◆ Passage given ◆
● ● ● ● ●

Posted on January 8th, 2015 Read time: 2 minutes

Today's digital age has drastically improved business operations across all verticals. However, it may also be contributing to the increased rate of employee disengagement as the lines between work and personal life have become blurred.

A recent Gallup poll found just 13 percent of employee respondents to be actively engaged in their current roles. On the other hand, 63 percent of global workers are not engaged, while another 24 percent are actively disengaged. This isn't a cause for panic just yet, though. Businesses can improve employee engagement before workers even join the payroll – they just need to select the right candidates during the screening process.

A company that asks the right questions during the interview process of a new employee can better gauge personal motivations and core values. If an interviewee is a success-driven individual, this person's hard work could be the engine behind a happy and engaged future member of the company.

● ● ● ● ●

Object pointing data rows
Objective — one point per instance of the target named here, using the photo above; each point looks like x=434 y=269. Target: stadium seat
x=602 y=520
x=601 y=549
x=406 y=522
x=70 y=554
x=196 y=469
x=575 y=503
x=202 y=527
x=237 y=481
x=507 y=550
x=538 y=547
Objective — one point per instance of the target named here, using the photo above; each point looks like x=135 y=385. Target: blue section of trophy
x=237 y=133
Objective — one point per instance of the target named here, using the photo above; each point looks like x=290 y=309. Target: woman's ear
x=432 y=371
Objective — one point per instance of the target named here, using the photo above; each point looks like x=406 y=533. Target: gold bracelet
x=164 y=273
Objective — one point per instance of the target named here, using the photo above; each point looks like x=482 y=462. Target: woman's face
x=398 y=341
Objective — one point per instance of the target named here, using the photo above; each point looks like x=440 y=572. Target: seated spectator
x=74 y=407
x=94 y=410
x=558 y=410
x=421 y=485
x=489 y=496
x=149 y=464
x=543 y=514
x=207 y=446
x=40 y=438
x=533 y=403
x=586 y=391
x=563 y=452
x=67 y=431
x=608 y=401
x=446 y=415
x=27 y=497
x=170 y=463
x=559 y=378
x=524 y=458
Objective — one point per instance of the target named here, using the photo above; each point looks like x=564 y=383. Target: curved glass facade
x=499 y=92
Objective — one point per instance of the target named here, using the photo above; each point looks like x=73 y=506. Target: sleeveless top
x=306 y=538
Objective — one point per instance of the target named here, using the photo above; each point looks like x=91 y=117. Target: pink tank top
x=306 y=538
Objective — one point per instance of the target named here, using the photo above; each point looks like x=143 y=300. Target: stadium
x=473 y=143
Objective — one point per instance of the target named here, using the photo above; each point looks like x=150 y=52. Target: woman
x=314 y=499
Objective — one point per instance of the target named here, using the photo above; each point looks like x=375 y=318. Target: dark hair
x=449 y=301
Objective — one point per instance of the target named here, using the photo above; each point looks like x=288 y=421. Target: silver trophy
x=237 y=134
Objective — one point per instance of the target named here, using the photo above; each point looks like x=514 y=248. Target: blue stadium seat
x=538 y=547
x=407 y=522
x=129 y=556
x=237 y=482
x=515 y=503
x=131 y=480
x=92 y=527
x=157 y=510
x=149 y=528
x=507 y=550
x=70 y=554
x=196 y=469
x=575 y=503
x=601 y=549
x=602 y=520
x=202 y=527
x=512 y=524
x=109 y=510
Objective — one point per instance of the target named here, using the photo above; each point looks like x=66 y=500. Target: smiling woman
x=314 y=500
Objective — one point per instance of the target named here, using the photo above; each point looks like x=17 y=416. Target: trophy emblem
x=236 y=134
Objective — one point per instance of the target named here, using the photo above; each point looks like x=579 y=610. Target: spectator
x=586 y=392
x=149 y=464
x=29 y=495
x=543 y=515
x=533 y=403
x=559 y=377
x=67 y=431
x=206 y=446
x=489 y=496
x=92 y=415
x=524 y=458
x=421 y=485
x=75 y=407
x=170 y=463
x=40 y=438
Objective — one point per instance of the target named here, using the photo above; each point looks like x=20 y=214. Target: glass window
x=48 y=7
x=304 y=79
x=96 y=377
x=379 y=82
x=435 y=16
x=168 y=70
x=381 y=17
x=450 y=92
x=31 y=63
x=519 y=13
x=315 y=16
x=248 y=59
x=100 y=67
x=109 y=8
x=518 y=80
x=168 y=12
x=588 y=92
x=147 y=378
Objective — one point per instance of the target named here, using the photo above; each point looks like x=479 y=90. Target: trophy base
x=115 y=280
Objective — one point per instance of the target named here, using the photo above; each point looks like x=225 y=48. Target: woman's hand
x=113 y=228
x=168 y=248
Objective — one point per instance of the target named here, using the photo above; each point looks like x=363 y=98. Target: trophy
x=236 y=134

● ● ● ● ●

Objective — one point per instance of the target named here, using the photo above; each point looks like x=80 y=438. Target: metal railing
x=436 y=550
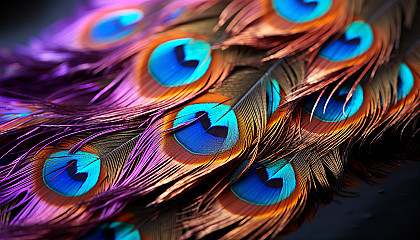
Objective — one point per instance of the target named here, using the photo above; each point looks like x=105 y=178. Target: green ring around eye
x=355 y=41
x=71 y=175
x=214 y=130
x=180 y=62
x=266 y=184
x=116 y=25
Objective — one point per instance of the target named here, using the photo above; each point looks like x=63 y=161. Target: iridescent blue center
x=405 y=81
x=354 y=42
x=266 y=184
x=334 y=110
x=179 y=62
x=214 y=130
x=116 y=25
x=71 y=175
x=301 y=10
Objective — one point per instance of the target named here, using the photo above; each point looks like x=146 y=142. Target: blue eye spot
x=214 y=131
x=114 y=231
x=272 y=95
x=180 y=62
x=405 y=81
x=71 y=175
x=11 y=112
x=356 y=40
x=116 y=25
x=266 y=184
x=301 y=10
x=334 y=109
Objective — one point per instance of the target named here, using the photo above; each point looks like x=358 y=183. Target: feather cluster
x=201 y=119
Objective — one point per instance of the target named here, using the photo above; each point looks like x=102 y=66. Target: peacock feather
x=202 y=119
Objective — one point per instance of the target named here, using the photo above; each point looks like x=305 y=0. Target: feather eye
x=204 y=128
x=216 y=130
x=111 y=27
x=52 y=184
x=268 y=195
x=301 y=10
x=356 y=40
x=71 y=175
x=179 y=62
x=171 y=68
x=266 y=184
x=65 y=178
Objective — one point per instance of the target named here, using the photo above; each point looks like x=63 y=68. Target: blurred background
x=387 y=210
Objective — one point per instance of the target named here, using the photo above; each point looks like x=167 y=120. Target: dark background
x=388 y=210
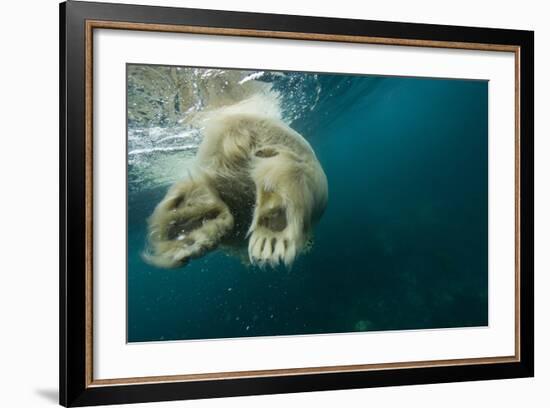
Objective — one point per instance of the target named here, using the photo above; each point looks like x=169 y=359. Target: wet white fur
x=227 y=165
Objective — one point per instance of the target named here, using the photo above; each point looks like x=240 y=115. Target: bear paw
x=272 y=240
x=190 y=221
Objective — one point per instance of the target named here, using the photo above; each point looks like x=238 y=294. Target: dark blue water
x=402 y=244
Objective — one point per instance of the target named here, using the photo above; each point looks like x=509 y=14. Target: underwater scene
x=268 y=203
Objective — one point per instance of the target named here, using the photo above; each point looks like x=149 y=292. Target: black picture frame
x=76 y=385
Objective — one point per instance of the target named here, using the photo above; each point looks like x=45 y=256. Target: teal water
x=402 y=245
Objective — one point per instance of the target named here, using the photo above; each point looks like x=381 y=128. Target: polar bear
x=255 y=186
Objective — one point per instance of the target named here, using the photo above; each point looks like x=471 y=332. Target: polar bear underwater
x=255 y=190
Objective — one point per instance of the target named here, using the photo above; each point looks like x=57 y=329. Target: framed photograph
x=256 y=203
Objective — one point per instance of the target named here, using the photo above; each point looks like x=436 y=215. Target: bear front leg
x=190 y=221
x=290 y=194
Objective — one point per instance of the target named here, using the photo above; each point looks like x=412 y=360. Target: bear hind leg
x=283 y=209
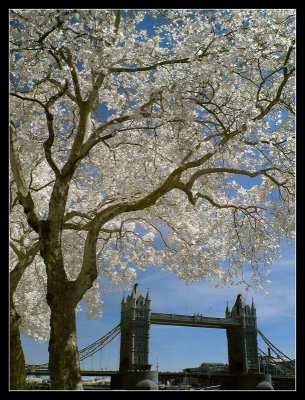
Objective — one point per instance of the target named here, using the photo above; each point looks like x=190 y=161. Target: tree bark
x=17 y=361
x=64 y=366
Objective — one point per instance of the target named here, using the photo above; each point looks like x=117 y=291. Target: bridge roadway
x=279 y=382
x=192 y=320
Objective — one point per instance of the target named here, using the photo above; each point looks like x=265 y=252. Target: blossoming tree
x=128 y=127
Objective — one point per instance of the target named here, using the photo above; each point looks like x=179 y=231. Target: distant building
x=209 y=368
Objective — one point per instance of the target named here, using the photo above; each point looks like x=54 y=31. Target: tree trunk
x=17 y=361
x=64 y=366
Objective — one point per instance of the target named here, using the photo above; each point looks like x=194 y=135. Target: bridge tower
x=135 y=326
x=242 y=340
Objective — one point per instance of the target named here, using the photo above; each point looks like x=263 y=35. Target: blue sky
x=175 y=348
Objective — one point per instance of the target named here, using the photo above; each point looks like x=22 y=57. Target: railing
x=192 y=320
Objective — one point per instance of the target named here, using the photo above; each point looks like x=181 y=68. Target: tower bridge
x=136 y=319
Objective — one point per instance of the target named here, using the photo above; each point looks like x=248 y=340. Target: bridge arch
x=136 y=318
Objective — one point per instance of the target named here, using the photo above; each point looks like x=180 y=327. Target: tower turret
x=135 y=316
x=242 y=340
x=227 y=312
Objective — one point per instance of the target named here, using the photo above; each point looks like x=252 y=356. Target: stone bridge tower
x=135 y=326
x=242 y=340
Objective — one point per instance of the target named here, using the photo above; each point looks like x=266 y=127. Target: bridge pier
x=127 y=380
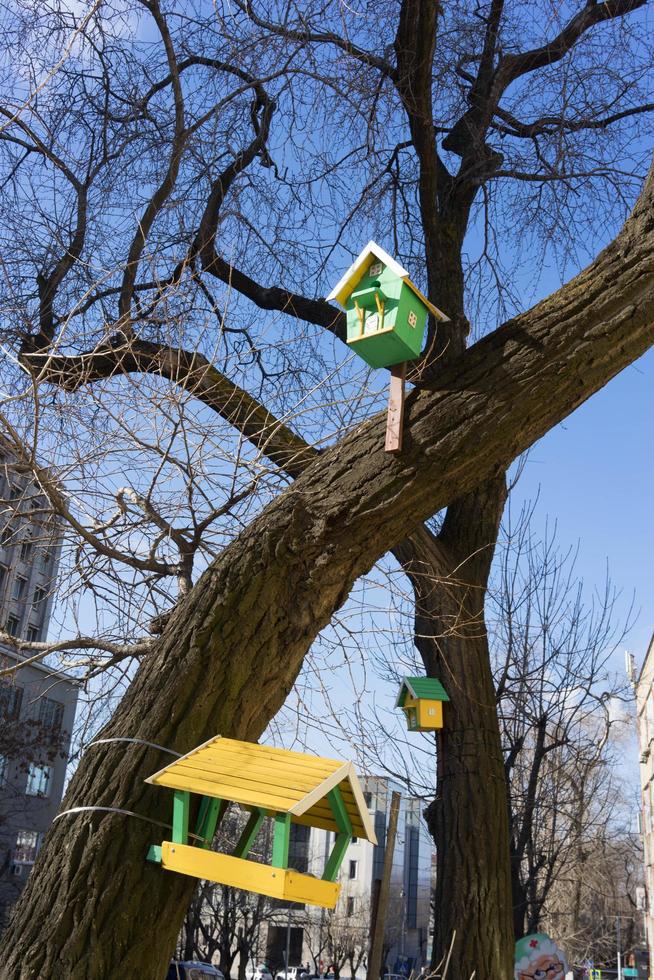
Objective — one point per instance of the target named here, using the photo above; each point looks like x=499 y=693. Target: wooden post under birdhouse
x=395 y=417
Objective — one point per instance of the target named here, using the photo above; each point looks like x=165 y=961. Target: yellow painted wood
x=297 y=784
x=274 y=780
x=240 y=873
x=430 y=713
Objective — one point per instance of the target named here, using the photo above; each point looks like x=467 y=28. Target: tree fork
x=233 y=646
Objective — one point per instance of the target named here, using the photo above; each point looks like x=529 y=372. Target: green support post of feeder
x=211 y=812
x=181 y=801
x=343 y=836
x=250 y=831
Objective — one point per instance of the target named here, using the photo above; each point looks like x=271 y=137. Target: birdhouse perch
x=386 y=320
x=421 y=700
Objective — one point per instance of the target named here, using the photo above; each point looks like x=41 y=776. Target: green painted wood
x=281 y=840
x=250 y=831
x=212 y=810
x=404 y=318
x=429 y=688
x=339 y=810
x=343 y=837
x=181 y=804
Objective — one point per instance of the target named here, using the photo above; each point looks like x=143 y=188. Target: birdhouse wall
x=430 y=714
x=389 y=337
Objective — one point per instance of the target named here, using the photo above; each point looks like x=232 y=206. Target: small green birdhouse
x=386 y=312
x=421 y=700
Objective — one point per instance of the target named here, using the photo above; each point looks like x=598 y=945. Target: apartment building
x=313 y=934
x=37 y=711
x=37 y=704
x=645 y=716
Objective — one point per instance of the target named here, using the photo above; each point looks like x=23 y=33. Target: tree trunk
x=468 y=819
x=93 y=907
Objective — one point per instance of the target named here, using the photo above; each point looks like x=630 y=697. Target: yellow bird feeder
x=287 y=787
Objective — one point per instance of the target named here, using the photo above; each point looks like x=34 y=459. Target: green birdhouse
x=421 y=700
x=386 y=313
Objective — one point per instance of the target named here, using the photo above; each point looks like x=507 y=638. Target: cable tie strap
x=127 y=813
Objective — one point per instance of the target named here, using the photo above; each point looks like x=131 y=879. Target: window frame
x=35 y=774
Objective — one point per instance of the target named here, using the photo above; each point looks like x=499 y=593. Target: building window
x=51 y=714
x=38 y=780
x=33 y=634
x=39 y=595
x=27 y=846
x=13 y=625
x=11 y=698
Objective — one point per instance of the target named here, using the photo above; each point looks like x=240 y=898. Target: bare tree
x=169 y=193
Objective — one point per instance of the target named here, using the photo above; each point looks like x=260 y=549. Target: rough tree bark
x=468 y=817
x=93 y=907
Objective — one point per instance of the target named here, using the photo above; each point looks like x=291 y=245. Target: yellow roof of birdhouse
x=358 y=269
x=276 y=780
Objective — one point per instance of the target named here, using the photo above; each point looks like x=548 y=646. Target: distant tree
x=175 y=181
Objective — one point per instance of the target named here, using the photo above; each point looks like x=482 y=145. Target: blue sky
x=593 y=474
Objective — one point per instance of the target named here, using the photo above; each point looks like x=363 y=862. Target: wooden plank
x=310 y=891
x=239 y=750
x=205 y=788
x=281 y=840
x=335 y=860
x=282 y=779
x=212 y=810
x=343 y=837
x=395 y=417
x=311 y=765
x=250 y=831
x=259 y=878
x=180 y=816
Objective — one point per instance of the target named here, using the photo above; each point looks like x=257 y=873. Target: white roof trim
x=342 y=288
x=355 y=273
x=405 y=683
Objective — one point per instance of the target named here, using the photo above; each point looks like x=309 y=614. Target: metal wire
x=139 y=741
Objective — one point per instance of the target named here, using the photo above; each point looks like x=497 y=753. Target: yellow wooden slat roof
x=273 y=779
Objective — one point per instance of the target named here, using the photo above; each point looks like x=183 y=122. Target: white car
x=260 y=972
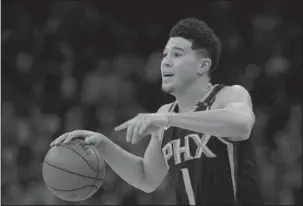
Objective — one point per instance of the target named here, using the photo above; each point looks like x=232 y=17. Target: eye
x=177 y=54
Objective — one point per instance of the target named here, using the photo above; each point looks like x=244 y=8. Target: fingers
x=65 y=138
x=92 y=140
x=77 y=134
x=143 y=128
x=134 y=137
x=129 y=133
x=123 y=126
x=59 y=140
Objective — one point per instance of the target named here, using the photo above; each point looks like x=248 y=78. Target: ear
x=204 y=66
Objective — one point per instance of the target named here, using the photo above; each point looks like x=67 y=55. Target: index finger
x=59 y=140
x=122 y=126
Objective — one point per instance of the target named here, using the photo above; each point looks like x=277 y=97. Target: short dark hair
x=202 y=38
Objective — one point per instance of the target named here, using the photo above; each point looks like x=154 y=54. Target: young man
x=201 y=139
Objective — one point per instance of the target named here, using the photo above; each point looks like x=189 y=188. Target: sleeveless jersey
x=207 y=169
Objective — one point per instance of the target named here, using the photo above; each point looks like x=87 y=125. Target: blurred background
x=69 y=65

● ● ● ● ●

◆ The tasks ◆
A: Answer these questions from the passage on employee engagement:
(i) What share of employee respondents did the Gallup poll find to be actively engaged?
(ii) What may the digital age be adding to, according to the passage?
(iii) Asking the right interview questions helps a company gauge which two things?
B: Pick up the passage on employee engagement after its last sentence and keep writing.

◆ Answers for this exercise ◆
A:
(i) 13 percent
(ii) The increased rate of employee disengagement
(iii) Personal motivations and core values

B:
Certainly, the possibility of an employee mood or mindset can change after working with the business for a given amount of time, so it's critical for a business to keep its employees engaged on a consistent basis. While there are myriad pieces of advice to heed on current staff engagement, a business can do itself a favor by hiring employees it thinks will remain engaged for longer periods of time. 

Businesses must develop a balance between maintaining current employee engagement and hiring the right individuals. Multinational software corporation SAP suggests hiring competent and qualified workers who work well with one another is a driver in employee happiness and retention. During the interview process, a business must clearly define its values, mission statement, objectives and opportunities for upward mobility. These factors play a role in overall employee satisfaction down the road, and weeding out the misfits during the screening process can save both time and money.